Natural language region descriptions
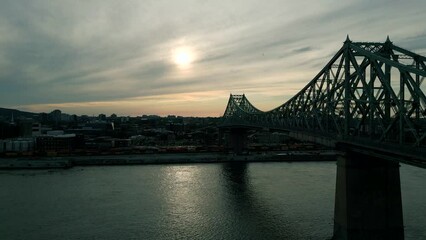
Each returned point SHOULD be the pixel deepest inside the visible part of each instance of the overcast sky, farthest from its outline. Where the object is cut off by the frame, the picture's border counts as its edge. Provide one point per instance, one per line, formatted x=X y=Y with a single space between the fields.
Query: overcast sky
x=182 y=57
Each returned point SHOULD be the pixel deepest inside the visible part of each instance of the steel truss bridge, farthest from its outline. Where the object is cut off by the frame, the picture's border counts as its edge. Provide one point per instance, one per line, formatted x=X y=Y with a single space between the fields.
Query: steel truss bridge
x=368 y=95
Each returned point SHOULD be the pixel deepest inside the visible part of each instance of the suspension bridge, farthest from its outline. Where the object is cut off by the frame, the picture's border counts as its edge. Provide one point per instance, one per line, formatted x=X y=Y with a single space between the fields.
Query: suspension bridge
x=368 y=95
x=368 y=101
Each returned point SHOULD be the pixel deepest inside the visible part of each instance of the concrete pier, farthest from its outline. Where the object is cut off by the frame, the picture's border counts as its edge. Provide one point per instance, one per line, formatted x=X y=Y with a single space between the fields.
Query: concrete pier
x=368 y=199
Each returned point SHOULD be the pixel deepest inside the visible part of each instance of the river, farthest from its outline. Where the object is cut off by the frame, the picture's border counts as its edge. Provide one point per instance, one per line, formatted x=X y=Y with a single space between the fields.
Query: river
x=277 y=200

■ **What you will do**:
Each line of the data must be transcribed exactly; pictures are not carried over.

■ **Your solution**:
Each returned point SHOULD be the pixel deepest inside the visible part of each instance of the overcast sky, farthest from its outline. Where the object is cut off by the frame, the picture's border counts as its edge. Provide one point per instance, one per line, formatted x=X y=Y with a single space between the fields.
Query: overcast sky
x=182 y=57
Each returned point SHOULD be the pixel deepest inside the visible part of each instance of the steel truss bridge, farthest from its outline. Where the object is cut off by the frame, the picture's border counts as its edge. Provide one point per instance, one per line, formatted x=X y=Y with a single space between the fields.
Query: steel truss bridge
x=368 y=95
Each returned point SHOULD be the pixel deepest inside the visible part of each instance of the suspension bridge, farthest from its outline. Where the object is cut off by the frame, the picture's border counts as its edge. Provide one point per instance, one per line, formatted x=X y=Y with a single space between the fields.
Query: suspension bridge
x=368 y=95
x=368 y=101
Each returned point SHOULD be the pixel deepest inside the visible part of each instance of the concrete pier, farthest from its outline. Where the object is cut off by the frame, the picture's border counts as its edge. Provide one point per instance, one per line, formatted x=X y=Y with a single space between the fields.
Query: concrete pier
x=368 y=199
Each returned point SHOULD be the pixel deepest inside the visible part of each instance of the river, farthest from its outline. Where the object is cut off by the frame, the picture's border counts as its edge. Provide one point per instance, one per line, formatted x=X y=Y with a single space between the fields.
Query: river
x=277 y=200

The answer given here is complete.